BEGIN Input records
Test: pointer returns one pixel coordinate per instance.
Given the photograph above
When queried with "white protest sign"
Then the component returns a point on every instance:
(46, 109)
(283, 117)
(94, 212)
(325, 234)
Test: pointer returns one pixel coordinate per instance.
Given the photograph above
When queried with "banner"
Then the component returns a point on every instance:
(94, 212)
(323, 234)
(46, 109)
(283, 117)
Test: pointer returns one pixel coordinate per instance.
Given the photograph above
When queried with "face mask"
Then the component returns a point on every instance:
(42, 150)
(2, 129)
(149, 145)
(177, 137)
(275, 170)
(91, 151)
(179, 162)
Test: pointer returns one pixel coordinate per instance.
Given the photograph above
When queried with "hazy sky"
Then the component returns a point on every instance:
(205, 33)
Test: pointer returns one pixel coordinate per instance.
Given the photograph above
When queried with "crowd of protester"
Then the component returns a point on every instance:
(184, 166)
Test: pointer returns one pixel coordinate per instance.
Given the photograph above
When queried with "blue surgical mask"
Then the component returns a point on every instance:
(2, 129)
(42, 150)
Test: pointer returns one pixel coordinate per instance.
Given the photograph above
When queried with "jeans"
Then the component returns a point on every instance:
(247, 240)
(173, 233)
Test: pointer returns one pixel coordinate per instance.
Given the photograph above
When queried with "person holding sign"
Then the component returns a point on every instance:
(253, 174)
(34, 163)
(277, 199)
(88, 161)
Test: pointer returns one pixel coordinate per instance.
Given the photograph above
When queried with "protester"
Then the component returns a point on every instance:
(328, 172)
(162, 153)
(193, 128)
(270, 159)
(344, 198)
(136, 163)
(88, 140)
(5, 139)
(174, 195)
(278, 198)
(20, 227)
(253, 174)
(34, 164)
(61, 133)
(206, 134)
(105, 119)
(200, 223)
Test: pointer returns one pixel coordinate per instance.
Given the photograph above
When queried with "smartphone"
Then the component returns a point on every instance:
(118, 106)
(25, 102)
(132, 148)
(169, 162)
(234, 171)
END Input records
Filter the entries above down to the lines that hold the word "protester", and copy those lines.

When queried with "crowd of protester"
When queried with "protester"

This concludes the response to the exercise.